* [Bloco de texto]:
------------------------------

Adeus, Lima…
Após 1000 dias é chegada a minha hora de partir. Adeus falésias de Barranco, adeus pôr-do-sol no Oceano Pacífico, adeus escritório com vista. Adeus buzinas incessantes pelas ruas, adeus trânsito mais desorganizado que já vi na vida, adeus dias cinzas infinitos de inverno, adeus umidade empoeirada de um deserto à beira do mar.
Nossa relação não foi de amor à primeira vista, na verdade não foi uma relação constante de amor. Eu resisti muito, e você resistiu de volta, obedecendo à risca todas as leis da física. Eu não te escolhi e você não me escolheu, mas o destino nos colocou juntas porque tínhamos uma missão. Muito mais você em mim, dada a minha pequenez e falta de habilidade em causar um impacto maior em você. Mas você, você revirou a minha vida do avesso, me deu e me tomou tudo repetidas vezes.
Lima, a nostalgia da despedida me faz ver tantas coisas que a teimosia do dia-a-dia cegou. Andar pelas suas ruas pela última vez, encontrar as poucas e preciosas amizades pela última vez (enquanto moro aqui, porque sei que as encontrarei ainda repetidas vezes pela vida), comer o seu tempero pela última vez. O seu tempero…
Este tempero que não tem gosto de casa, mas tem gosto de vida! Que não lembra a infância, mas abre todas as portas para o novo mundo em que eu vivo agora. Não sei se saberei viver sem seu tempero…
Sim, eu saberei. Como a gente sempre sabe viver a próxima etapa da vida, por mais improvável que ela pareça. Você parecia improvável de suportar naqueles primeiros dias. Você era longe demais, solitária demais, exótica demais, exigente demais. Naqueles dias em que eu andava ao mesmo tempo maravilhada e assustada e te perguntava: o que eu vim aprender aqui? Porque eu não consigo entender?

------------------------------

* [Dados para processar]:
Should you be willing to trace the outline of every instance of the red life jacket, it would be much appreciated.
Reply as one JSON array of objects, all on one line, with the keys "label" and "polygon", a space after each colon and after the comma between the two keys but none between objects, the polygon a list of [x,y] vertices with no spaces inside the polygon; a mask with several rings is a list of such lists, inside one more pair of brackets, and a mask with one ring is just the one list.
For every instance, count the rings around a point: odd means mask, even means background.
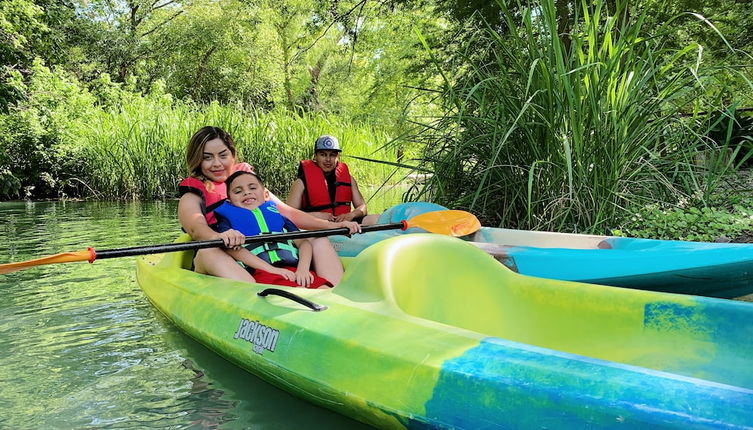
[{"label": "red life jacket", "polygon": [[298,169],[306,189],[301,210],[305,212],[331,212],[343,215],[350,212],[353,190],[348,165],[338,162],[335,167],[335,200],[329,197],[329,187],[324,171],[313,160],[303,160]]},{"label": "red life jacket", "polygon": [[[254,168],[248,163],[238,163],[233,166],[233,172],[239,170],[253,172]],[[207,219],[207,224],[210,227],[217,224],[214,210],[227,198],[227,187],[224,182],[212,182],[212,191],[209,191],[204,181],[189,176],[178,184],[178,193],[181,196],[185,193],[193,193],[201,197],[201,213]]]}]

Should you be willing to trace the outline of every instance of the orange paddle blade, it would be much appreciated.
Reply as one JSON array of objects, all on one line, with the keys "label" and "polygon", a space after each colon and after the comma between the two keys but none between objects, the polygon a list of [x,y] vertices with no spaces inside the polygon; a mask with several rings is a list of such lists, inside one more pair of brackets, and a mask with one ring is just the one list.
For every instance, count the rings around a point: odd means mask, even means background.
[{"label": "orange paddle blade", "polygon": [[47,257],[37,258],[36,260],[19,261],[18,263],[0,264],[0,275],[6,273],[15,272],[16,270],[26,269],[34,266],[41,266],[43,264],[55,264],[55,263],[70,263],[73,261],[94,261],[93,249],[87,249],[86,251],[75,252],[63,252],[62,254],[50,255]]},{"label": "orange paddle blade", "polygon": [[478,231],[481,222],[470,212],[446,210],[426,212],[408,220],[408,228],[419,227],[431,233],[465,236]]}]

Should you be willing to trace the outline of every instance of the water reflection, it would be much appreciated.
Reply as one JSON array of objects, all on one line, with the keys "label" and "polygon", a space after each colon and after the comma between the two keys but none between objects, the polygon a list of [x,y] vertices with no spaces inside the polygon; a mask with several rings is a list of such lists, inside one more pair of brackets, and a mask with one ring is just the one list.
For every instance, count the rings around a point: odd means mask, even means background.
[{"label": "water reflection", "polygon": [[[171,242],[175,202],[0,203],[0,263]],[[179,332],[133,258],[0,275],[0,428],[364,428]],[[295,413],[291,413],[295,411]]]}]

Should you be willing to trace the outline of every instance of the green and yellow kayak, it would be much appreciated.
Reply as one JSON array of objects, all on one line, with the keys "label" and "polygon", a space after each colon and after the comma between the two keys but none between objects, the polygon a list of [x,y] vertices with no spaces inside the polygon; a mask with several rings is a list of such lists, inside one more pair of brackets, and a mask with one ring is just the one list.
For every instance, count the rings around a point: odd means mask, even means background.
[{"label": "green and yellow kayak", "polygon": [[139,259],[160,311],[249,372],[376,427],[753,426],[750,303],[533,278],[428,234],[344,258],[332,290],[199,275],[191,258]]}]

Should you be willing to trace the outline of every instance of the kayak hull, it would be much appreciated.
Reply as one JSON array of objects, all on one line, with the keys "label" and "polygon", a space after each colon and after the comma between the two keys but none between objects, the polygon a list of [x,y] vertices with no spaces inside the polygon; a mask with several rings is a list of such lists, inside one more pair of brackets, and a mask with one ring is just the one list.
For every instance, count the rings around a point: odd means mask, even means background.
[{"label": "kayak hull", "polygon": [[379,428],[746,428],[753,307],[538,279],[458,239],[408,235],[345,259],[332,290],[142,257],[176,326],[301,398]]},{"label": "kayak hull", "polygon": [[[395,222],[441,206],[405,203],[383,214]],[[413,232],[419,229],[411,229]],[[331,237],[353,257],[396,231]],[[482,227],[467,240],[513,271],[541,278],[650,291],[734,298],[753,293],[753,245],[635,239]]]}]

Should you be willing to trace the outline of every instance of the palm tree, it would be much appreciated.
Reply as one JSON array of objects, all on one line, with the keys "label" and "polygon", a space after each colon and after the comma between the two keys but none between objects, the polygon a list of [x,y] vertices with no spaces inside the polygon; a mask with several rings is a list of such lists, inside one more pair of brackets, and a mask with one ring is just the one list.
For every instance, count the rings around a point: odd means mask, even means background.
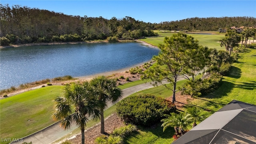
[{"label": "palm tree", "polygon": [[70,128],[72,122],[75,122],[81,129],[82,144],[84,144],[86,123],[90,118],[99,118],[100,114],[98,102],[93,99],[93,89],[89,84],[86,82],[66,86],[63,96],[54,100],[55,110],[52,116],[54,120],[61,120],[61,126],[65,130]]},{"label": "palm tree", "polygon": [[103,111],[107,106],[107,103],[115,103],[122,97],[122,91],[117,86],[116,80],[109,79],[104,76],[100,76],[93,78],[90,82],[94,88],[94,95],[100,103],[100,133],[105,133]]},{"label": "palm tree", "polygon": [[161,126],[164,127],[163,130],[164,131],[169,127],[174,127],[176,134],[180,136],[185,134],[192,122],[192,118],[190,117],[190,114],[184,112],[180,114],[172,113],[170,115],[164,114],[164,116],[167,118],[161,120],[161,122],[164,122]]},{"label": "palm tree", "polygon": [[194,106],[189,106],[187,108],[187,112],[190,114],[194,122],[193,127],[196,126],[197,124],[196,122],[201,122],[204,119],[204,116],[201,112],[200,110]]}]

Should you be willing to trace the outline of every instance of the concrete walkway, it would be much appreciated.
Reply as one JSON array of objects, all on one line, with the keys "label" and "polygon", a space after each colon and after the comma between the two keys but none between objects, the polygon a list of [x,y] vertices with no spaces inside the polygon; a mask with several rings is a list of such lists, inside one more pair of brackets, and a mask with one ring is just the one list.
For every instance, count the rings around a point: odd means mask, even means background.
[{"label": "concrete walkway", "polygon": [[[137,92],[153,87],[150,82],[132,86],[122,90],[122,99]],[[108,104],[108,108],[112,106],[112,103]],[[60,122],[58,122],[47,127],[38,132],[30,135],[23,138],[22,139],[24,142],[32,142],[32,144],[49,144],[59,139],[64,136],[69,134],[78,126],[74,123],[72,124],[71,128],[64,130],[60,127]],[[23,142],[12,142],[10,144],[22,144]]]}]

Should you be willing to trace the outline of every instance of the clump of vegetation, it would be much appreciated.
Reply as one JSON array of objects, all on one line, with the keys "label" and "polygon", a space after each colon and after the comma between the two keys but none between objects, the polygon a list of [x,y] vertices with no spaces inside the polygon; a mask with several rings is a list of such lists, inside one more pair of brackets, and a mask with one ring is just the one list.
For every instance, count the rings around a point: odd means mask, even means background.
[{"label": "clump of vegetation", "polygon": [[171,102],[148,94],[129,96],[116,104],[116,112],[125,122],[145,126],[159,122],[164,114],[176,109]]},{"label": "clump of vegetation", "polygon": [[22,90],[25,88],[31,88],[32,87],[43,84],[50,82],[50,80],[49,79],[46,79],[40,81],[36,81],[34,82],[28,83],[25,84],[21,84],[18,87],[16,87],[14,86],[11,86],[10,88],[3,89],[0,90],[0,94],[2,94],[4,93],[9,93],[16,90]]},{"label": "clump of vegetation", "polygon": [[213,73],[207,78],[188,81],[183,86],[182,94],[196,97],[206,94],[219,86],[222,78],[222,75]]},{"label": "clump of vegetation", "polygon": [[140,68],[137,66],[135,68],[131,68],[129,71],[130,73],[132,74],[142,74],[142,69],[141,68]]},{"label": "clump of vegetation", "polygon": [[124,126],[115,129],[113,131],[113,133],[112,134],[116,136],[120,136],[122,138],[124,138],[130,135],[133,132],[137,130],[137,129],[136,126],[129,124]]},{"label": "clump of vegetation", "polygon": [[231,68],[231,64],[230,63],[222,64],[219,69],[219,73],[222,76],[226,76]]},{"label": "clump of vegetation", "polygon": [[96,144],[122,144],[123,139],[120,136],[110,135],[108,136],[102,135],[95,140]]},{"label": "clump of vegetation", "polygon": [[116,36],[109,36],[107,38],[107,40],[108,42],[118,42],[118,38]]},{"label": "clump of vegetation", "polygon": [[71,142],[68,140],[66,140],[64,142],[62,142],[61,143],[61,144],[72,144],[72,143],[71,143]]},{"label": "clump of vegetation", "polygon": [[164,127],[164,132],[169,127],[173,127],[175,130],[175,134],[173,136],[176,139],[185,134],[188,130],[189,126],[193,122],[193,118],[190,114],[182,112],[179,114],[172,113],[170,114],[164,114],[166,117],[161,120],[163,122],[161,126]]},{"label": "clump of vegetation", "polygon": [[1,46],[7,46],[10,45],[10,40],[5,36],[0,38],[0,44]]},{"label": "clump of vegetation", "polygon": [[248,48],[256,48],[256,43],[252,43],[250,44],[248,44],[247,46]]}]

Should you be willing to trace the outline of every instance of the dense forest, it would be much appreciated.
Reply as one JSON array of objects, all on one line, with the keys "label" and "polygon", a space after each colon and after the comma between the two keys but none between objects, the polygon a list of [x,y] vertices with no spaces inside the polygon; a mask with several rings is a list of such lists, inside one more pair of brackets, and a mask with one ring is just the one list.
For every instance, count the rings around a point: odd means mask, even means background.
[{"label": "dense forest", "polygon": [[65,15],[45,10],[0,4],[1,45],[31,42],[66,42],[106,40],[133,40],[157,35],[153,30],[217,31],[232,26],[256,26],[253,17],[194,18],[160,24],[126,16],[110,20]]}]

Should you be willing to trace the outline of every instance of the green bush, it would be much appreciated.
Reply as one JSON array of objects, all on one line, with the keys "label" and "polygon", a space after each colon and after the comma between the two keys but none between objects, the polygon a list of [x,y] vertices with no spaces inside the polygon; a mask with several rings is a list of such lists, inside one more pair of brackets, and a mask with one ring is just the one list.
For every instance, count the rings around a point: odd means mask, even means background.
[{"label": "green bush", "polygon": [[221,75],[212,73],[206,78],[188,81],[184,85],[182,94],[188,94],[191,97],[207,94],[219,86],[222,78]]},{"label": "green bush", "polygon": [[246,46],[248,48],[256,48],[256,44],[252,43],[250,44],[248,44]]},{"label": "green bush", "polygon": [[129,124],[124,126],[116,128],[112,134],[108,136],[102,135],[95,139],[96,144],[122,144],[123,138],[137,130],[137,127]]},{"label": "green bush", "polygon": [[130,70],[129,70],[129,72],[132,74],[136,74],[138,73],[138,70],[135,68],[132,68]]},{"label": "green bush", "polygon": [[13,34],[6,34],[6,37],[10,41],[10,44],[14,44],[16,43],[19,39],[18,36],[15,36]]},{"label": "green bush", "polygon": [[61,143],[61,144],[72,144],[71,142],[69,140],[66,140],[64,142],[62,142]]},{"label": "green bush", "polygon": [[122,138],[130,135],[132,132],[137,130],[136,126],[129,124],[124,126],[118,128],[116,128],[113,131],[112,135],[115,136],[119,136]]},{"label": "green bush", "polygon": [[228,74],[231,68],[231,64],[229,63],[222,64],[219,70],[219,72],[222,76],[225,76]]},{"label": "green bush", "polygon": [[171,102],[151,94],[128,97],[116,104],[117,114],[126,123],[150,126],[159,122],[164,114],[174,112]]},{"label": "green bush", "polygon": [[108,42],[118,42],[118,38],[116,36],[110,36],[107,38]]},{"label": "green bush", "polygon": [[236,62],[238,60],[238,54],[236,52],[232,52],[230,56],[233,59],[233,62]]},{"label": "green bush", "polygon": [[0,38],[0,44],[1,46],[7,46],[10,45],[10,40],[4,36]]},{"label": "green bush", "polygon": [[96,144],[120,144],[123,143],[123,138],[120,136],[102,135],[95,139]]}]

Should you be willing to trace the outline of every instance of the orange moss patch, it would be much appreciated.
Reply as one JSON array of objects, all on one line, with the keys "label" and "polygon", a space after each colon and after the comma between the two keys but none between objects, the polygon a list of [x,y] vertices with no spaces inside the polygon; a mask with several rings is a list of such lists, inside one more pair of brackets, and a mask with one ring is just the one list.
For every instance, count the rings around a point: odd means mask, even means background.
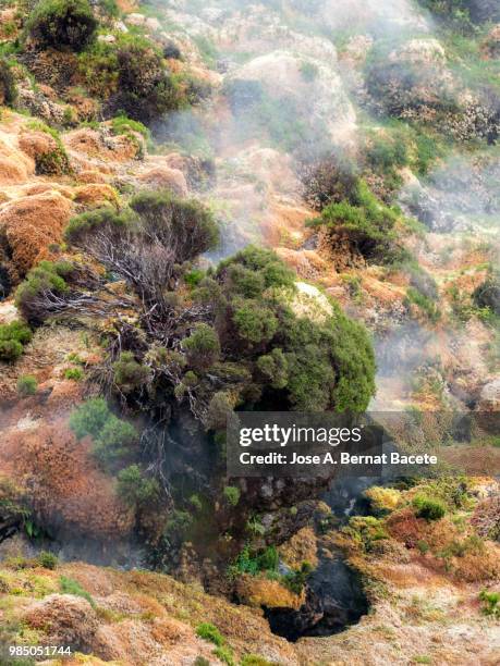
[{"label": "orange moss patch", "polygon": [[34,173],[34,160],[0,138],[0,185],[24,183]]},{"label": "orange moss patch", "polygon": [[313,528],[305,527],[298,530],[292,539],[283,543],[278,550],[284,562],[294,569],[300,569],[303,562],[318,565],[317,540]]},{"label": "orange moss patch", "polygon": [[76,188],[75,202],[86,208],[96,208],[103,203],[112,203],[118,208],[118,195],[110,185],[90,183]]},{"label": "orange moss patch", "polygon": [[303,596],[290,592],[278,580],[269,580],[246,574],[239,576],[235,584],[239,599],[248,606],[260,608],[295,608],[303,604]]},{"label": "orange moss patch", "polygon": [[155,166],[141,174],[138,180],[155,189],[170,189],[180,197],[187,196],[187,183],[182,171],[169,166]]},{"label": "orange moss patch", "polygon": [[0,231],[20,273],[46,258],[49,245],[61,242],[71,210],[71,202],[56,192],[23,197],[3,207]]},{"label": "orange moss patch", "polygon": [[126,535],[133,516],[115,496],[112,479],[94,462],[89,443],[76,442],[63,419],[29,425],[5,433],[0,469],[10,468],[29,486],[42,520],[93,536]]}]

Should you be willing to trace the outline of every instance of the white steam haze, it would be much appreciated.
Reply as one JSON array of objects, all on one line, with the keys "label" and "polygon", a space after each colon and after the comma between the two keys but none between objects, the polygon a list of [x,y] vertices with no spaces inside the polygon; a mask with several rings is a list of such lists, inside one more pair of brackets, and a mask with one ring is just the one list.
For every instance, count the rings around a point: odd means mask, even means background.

------------------------------

* [Tarefas]:
1/ Tire dos dados todas as linhas em que aparece a palavra "paddle".
2/ Escreva a continuação do texto de despedida de Lima, começando logo depois da última frase.
O texto e as linhas não têm nada a ver um com o outro.

* [Resultados por tarefa]:
1/
Should you be willing to trace the outline of every instance of the orange paddle blade, it would be much appreciated.
[{"label": "orange paddle blade", "polygon": [[47,257],[37,258],[36,260],[19,261],[18,263],[0,264],[0,275],[6,273],[15,272],[16,270],[26,269],[34,266],[41,266],[43,264],[55,264],[55,263],[70,263],[73,261],[94,261],[93,249],[87,249],[86,251],[75,252],[63,252],[62,254],[50,255]]},{"label": "orange paddle blade", "polygon": [[478,231],[481,222],[470,212],[446,210],[426,212],[408,220],[408,228],[419,227],[431,233],[465,236]]}]

2/
Nos últimos dias está tudo claro, Lima. Sem prometer você me ensinou tanto, tanto, que eu acho que apenas começo a ver tudo o que você me deu. É o momento de dizer obrigada!
Obrigada por me ensinar a trabalhar remotamente, e a ser produtiva, e a ser organizada com as tarefas e a planejar com antecedência. Obrigada por me apresentar a espiritualidade, mesmo que o custo tenha sido viver no limite por tanto tempo, obrigada. Por me ensinar que a paz eu só encontrarei dentro de mim, e que só poderei viver nela quando ela não dependa de onde eu estou.
Obrigada por me ensinar uma das variações mais bonitas do espanhol. Obrigada por me ensinar a gostar de ceviche e frutos do mar, e obrigada mais ainda por me motivar a ser vegetariana e já não querer comer nada disso. Obrigada por me acolher em um lugar tão lindo e cheio de personalidade como o distrito de Barranco.
Obrigada por ter me dado poucas e tão boas amizades. Obrigada por ter tentado me dar tantas outras, que eu fui distraída demais para cultivar. Obrigada por, com isso, me ensinar que qualquer novo lugar onde eu passe algum tempo, só se sentirá como casa se eu me esforçar para cativar pessoas que compartilham este pedaço de suas jornadas comigo.
Obrigada por me afastar de tudo o que eu mais gostava, para que eu pudesse aprender o que realmente importa para mim e encontrasse meu caminho de volta. Obrigada por ter tido paciência comigo nos meus dias mais rabugentos e saber me ganhar sendo apenas o que você é.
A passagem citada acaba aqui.